◆ **Data section**:

>>>

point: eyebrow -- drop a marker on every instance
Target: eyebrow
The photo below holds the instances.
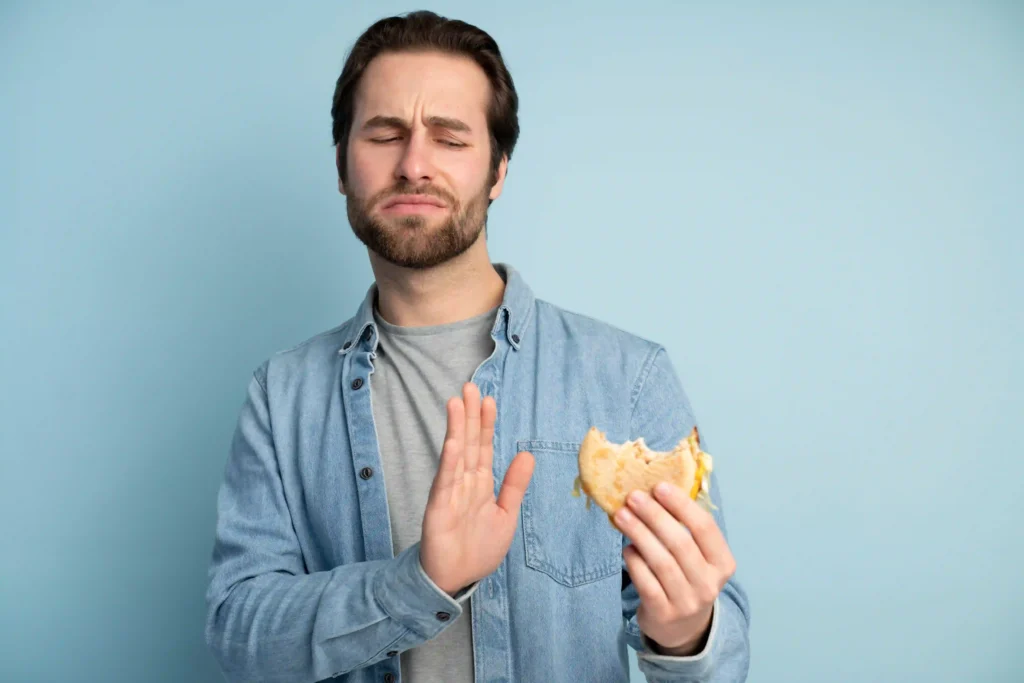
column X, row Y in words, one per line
column 454, row 125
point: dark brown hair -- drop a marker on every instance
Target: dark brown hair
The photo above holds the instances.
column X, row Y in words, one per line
column 427, row 31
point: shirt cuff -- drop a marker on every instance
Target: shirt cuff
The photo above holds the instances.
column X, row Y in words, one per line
column 408, row 595
column 665, row 667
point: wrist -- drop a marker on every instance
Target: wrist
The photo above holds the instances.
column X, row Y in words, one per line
column 687, row 647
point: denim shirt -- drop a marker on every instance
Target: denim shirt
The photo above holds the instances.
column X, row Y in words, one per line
column 303, row 582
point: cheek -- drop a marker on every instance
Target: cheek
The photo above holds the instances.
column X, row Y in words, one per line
column 367, row 173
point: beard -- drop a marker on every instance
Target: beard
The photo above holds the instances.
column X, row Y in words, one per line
column 411, row 242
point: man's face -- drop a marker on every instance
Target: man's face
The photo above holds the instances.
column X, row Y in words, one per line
column 419, row 158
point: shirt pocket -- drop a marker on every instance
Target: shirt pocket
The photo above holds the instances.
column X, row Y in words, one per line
column 563, row 539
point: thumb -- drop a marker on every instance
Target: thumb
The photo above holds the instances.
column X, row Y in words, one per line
column 516, row 480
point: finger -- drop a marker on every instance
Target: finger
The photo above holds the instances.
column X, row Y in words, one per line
column 516, row 480
column 471, row 395
column 453, row 449
column 648, row 588
column 657, row 557
column 706, row 531
column 677, row 540
column 488, row 413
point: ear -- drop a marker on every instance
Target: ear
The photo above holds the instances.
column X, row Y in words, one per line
column 503, row 168
column 337, row 163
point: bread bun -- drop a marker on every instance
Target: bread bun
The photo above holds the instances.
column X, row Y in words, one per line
column 608, row 472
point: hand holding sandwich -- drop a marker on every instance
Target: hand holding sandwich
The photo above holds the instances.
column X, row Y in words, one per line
column 678, row 559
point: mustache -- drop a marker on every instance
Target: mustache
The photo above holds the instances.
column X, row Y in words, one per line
column 407, row 188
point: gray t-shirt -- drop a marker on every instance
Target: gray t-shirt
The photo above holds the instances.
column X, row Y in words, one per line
column 417, row 371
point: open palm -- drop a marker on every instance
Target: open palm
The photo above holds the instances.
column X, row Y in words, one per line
column 467, row 529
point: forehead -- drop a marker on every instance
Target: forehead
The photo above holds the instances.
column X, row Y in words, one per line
column 423, row 84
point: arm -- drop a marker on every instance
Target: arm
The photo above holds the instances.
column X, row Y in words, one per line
column 663, row 415
column 267, row 619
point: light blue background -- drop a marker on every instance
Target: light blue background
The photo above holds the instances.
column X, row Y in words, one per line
column 818, row 211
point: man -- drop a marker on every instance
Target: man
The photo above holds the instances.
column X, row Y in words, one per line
column 396, row 504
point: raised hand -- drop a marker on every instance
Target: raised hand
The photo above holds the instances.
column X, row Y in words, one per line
column 467, row 529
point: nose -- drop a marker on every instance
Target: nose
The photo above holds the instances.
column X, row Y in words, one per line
column 415, row 166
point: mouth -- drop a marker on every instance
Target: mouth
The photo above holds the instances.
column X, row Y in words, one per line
column 413, row 204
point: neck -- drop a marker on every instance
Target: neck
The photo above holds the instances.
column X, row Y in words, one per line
column 462, row 288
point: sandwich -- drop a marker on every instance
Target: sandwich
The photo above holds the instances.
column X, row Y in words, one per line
column 609, row 472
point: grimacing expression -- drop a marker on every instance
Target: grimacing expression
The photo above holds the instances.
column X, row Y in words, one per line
column 419, row 179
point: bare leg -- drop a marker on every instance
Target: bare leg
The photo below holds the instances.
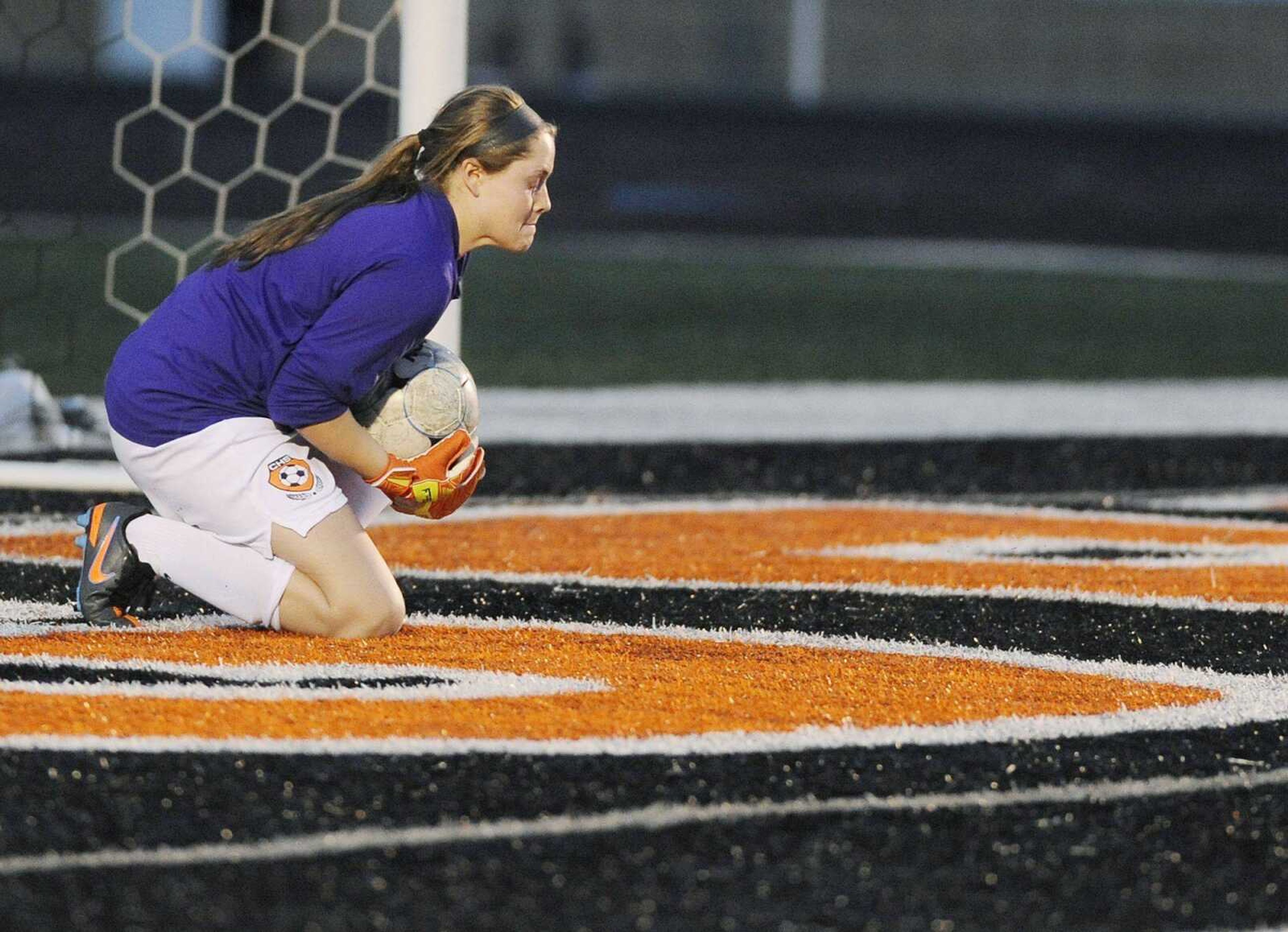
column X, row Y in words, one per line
column 342, row 586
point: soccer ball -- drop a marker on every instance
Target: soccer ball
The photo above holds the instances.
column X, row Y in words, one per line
column 293, row 477
column 427, row 396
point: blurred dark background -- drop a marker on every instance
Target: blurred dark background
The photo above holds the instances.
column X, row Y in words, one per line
column 1139, row 124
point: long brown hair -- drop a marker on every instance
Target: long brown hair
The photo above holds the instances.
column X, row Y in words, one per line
column 460, row 130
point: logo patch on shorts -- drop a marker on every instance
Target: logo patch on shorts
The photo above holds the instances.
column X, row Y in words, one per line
column 290, row 474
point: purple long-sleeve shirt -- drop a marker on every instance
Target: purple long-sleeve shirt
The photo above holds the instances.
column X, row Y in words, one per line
column 299, row 336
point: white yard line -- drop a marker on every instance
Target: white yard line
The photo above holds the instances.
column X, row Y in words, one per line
column 655, row 818
column 827, row 413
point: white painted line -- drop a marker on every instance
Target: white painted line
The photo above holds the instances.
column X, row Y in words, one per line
column 279, row 681
column 1046, row 595
column 656, row 818
column 826, row 413
column 22, row 611
column 884, row 411
column 66, row 476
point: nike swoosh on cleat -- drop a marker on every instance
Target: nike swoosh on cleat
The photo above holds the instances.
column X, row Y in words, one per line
column 96, row 569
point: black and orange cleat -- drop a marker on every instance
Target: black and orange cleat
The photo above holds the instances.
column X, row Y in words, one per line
column 113, row 576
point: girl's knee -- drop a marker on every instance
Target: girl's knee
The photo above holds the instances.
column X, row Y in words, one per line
column 369, row 620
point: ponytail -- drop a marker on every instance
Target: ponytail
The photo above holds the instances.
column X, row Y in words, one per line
column 489, row 123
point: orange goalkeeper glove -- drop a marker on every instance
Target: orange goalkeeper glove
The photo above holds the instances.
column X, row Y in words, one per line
column 433, row 485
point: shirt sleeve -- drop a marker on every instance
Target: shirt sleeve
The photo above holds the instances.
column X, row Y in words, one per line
column 356, row 339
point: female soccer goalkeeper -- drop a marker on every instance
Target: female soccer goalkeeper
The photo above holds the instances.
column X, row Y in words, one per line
column 280, row 334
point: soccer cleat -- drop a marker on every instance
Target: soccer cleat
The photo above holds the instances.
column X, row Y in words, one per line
column 113, row 577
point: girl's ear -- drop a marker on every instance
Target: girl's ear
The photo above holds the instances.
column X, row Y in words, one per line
column 472, row 174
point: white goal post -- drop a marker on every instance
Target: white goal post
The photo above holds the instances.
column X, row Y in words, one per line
column 432, row 69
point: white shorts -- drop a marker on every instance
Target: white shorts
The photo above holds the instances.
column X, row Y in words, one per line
column 239, row 478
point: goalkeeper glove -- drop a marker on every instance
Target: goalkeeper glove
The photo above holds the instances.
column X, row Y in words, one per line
column 433, row 485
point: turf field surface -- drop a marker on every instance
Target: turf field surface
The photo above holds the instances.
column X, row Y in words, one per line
column 924, row 711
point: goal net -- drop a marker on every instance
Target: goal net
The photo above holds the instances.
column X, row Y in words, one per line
column 150, row 132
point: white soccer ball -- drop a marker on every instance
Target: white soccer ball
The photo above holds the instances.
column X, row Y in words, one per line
column 293, row 477
column 428, row 396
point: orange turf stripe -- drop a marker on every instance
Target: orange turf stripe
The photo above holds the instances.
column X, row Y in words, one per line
column 660, row 687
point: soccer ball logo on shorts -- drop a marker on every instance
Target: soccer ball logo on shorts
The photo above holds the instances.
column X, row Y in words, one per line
column 427, row 396
column 290, row 476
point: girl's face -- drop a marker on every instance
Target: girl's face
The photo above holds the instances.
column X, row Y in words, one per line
column 515, row 199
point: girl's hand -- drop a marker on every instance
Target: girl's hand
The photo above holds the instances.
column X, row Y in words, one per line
column 435, row 485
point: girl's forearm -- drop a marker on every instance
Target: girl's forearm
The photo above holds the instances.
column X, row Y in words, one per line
column 348, row 442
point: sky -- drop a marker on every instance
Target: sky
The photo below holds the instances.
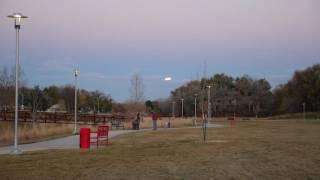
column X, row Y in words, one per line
column 110, row 40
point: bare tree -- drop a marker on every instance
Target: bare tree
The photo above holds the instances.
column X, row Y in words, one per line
column 136, row 89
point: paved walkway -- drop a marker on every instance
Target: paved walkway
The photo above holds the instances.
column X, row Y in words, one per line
column 72, row 142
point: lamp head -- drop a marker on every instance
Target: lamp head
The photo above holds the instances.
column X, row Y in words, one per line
column 17, row 19
column 76, row 72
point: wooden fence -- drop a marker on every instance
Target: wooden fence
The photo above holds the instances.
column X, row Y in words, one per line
column 61, row 117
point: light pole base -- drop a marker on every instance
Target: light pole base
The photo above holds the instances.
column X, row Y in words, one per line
column 15, row 151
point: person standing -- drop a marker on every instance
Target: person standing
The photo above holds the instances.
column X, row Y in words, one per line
column 154, row 120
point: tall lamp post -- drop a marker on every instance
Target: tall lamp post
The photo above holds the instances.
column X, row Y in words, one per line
column 17, row 18
column 182, row 107
column 76, row 73
column 173, row 114
column 209, row 103
column 195, row 110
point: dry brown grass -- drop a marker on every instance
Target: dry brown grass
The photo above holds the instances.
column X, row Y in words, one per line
column 31, row 132
column 247, row 150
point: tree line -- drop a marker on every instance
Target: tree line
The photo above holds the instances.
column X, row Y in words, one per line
column 244, row 96
column 41, row 99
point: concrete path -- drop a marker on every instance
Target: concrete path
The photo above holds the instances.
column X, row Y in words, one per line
column 72, row 142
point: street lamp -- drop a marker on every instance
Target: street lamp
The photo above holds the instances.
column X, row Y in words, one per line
column 209, row 103
column 76, row 73
column 195, row 110
column 182, row 107
column 17, row 18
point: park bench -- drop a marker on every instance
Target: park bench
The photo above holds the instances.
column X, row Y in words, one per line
column 117, row 124
column 102, row 135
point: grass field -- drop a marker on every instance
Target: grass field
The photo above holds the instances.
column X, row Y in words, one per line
column 246, row 150
column 31, row 132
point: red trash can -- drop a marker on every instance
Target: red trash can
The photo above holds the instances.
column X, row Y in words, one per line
column 85, row 138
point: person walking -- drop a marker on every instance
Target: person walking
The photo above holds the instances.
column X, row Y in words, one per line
column 154, row 120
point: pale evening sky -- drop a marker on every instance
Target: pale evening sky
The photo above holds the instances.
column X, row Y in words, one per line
column 109, row 40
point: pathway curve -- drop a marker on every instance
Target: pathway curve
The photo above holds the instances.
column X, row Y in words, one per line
column 72, row 142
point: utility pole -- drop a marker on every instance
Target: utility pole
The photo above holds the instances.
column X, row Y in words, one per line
column 182, row 107
column 195, row 110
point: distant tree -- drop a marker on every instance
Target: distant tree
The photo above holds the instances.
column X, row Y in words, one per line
column 136, row 89
column 304, row 87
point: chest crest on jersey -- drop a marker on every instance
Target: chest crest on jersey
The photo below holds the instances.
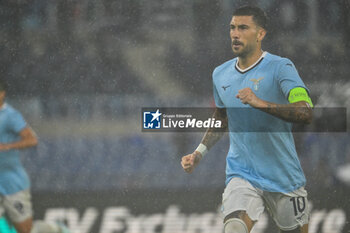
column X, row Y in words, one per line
column 256, row 82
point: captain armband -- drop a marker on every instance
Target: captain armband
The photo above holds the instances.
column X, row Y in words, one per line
column 299, row 94
column 202, row 149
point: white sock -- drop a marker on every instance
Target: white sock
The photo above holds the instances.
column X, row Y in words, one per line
column 235, row 225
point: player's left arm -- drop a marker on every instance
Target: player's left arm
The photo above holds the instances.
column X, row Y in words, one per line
column 299, row 110
column 27, row 139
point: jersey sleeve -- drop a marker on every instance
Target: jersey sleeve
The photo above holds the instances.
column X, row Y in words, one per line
column 288, row 77
column 17, row 122
column 218, row 101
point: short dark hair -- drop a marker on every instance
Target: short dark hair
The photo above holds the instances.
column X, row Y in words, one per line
column 3, row 85
column 259, row 16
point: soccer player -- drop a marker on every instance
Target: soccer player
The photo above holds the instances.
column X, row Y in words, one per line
column 262, row 167
column 15, row 196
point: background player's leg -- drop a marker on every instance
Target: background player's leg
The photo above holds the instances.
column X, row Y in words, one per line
column 24, row 226
column 303, row 229
column 238, row 222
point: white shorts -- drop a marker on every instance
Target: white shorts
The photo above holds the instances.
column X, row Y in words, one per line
column 17, row 206
column 289, row 210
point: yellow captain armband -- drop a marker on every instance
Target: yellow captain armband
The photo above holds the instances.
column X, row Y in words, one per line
column 299, row 94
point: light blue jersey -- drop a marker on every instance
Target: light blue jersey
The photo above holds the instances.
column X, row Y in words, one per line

<<<

◆ **What the exercise asks**: Write out the records again, starting at the line that has "point: nike swoosh" and stopping after the line that has "column 924, row 711". Switch "goalkeeper" to "keeper" and leave everything else unchanged.

◆ **Expected answer**:
point: nike swoosh on cleat -- drop a marker on every instance
Target: nike swoosh on cleat
The photo above holds the instances.
column X, row Y in words, one per line
column 96, row 569
point: black and orange cleat -- drop a marker on every instance
Target: black and orange cleat
The photo above holds the instances.
column X, row Y in words, one per line
column 113, row 576
point: girl's knee -- drop a marker on every instance
Target: girl's knee
The photo above holds the instances.
column X, row Y in words, one per line
column 369, row 620
point: ponytail -- drop a marker on every instance
Target: ponytail
The photo above holds the instances.
column X, row Y in words, one per line
column 489, row 123
point: orange keeper glove -- drop a marker on every instance
Target: orange keeper glove
The photo above holds the instances.
column X, row Y in words, one per line
column 433, row 485
point: shirt sleeve -- drop a marker on every instance
Target: shirt sleeve
The photo above holds the instances.
column X, row Y in words, one per line
column 356, row 339
point: female soccer keeper -- drop a marker on every instance
Target: female soccer keeper
The photo above holds the instances.
column X, row Y in words, one per line
column 280, row 334
point: soccer cleat -- drop a marker on every instance
Target: soccer cleat
The photo above holds the instances.
column X, row Y in words, one per line
column 113, row 577
point: girl's ear -- drop a marker on every instance
Target: girl's ear
The photo above holds the instances.
column X, row Y in words, one per line
column 472, row 174
point: white goal post -- drop a marker on every instance
Target: white goal post
The photo above holds the instances.
column X, row Y in words, one per line
column 432, row 69
point: white shorts -- drop a marker on every instance
Target: white shorts
The photo above holds the instances.
column X, row Y in words, one per line
column 239, row 478
point: keeper glove -- drop a marker on every instance
Target: keeper glove
The photo above holds the instances.
column X, row Y in words, one per line
column 433, row 485
point: turf field surface -- drop a marker on every instance
Target: turf field surface
The photo above holds the instances.
column X, row Y in words, one per line
column 924, row 711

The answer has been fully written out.